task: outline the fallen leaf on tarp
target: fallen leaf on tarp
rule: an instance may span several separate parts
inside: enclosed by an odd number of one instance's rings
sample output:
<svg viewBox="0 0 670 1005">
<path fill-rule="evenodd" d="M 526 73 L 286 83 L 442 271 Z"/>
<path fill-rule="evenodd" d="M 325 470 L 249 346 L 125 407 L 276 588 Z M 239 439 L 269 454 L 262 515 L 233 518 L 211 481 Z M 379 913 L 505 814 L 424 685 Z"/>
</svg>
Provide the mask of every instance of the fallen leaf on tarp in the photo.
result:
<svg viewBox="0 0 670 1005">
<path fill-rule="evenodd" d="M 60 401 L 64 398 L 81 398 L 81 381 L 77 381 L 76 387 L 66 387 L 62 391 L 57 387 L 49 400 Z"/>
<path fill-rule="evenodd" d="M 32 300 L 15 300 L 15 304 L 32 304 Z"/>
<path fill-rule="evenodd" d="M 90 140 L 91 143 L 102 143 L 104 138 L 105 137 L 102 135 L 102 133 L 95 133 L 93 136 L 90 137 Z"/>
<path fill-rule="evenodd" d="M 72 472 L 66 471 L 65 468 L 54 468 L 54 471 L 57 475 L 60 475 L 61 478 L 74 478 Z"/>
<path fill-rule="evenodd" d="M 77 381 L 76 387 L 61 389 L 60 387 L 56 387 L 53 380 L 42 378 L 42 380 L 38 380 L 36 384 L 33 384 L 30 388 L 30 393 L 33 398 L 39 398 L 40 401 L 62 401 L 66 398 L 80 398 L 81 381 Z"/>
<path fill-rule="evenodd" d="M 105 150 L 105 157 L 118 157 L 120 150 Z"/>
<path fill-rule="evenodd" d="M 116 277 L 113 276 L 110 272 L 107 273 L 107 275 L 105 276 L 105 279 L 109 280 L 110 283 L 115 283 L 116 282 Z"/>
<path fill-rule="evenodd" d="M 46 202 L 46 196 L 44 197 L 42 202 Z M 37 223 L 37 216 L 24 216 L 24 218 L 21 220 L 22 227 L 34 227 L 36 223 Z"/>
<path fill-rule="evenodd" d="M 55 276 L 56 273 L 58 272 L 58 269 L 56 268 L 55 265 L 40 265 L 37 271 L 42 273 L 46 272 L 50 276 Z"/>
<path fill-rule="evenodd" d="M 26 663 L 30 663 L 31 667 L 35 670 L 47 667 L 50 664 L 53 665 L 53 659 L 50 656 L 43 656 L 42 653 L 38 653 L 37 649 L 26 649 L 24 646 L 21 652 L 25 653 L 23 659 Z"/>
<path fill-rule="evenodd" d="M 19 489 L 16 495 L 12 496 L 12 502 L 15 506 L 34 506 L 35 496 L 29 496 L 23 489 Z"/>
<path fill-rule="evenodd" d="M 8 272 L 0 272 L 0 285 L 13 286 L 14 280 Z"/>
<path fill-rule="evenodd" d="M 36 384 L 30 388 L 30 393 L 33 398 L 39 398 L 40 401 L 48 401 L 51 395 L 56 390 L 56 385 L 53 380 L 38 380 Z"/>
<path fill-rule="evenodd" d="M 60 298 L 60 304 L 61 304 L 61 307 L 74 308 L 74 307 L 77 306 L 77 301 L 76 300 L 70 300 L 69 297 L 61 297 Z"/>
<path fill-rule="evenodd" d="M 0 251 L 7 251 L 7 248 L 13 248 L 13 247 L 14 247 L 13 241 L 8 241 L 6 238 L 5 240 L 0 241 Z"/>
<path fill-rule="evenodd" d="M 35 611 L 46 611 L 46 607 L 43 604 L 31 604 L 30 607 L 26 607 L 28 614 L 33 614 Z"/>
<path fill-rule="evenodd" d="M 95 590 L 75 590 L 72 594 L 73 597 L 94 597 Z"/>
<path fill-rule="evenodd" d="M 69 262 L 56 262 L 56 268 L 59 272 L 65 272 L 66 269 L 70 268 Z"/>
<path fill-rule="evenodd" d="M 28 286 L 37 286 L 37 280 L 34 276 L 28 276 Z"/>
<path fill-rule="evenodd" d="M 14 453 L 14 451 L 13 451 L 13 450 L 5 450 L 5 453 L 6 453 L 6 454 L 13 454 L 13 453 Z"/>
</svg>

- - - - -

> [Exercise description]: Every line of the listing must be written out again exactly.

> [Solved problem]:
task: outline the fallen leaf on tarp
target: fallen leaf on tarp
rule: an instance may span several separate parts
inside: enclosed by an odd number of one instance's rings
sample output:
<svg viewBox="0 0 670 1005">
<path fill-rule="evenodd" d="M 526 73 L 286 83 L 442 271 Z"/>
<path fill-rule="evenodd" d="M 325 470 L 249 346 L 125 407 L 276 588 Z M 239 439 L 269 454 L 262 515 L 233 518 L 211 481 Z M 379 913 L 505 814 L 424 685 Z"/>
</svg>
Provide the mask of every instance of the fallen leaf on tarp in the photo.
result:
<svg viewBox="0 0 670 1005">
<path fill-rule="evenodd" d="M 60 401 L 64 398 L 81 398 L 81 381 L 77 381 L 76 387 L 66 387 L 62 391 L 57 387 L 49 400 Z"/>
<path fill-rule="evenodd" d="M 32 300 L 15 300 L 15 304 L 32 304 Z"/>
<path fill-rule="evenodd" d="M 90 140 L 91 143 L 102 143 L 104 138 L 105 137 L 102 135 L 102 133 L 95 133 L 93 136 L 90 137 Z"/>
<path fill-rule="evenodd" d="M 72 472 L 66 471 L 65 468 L 54 468 L 54 471 L 57 475 L 60 475 L 61 478 L 74 478 Z"/>
<path fill-rule="evenodd" d="M 77 381 L 76 387 L 61 389 L 60 387 L 56 387 L 53 380 L 42 378 L 42 380 L 38 380 L 36 384 L 33 384 L 30 388 L 30 393 L 33 398 L 39 398 L 40 401 L 62 401 L 66 398 L 80 398 L 81 381 Z"/>
<path fill-rule="evenodd" d="M 105 150 L 105 157 L 118 157 L 120 150 Z"/>
<path fill-rule="evenodd" d="M 116 277 L 113 276 L 110 272 L 107 273 L 107 275 L 105 276 L 105 279 L 109 280 L 110 283 L 115 283 L 116 282 Z"/>
<path fill-rule="evenodd" d="M 46 202 L 46 196 L 44 197 L 42 202 Z M 37 223 L 37 216 L 24 216 L 24 218 L 21 220 L 22 227 L 34 227 L 36 223 Z"/>
<path fill-rule="evenodd" d="M 55 276 L 56 273 L 58 272 L 58 269 L 56 268 L 55 265 L 40 265 L 37 271 L 42 273 L 46 272 L 50 276 Z"/>
<path fill-rule="evenodd" d="M 26 663 L 30 663 L 31 667 L 35 670 L 47 667 L 50 664 L 53 665 L 53 659 L 50 656 L 43 656 L 42 653 L 38 653 L 37 649 L 26 649 L 24 646 L 21 652 L 25 653 L 23 659 Z"/>
<path fill-rule="evenodd" d="M 19 489 L 16 495 L 12 496 L 12 502 L 15 506 L 34 506 L 35 496 L 29 496 L 23 489 Z"/>
<path fill-rule="evenodd" d="M 8 272 L 0 272 L 0 285 L 13 286 L 14 280 Z"/>
<path fill-rule="evenodd" d="M 36 384 L 30 388 L 30 393 L 33 398 L 39 398 L 40 401 L 48 401 L 51 395 L 56 390 L 56 385 L 53 380 L 38 380 Z"/>
<path fill-rule="evenodd" d="M 60 298 L 60 304 L 61 304 L 61 307 L 74 308 L 74 307 L 77 306 L 77 301 L 76 300 L 70 300 L 69 297 L 61 297 Z"/>
<path fill-rule="evenodd" d="M 0 251 L 7 251 L 7 248 L 13 248 L 13 247 L 14 247 L 13 241 L 8 241 L 6 238 L 5 240 L 0 241 Z"/>
<path fill-rule="evenodd" d="M 35 611 L 46 611 L 46 607 L 43 604 L 31 604 L 30 607 L 26 607 L 28 614 L 33 614 Z"/>
<path fill-rule="evenodd" d="M 95 590 L 75 590 L 72 594 L 73 597 L 94 597 Z"/>
<path fill-rule="evenodd" d="M 69 262 L 56 262 L 56 268 L 59 272 L 65 272 L 66 269 L 70 268 Z"/>
<path fill-rule="evenodd" d="M 28 286 L 37 286 L 37 280 L 34 276 L 28 276 Z"/>
<path fill-rule="evenodd" d="M 14 453 L 14 451 L 13 451 L 13 450 L 5 450 L 5 453 L 6 453 L 6 454 L 13 454 L 13 453 Z"/>
</svg>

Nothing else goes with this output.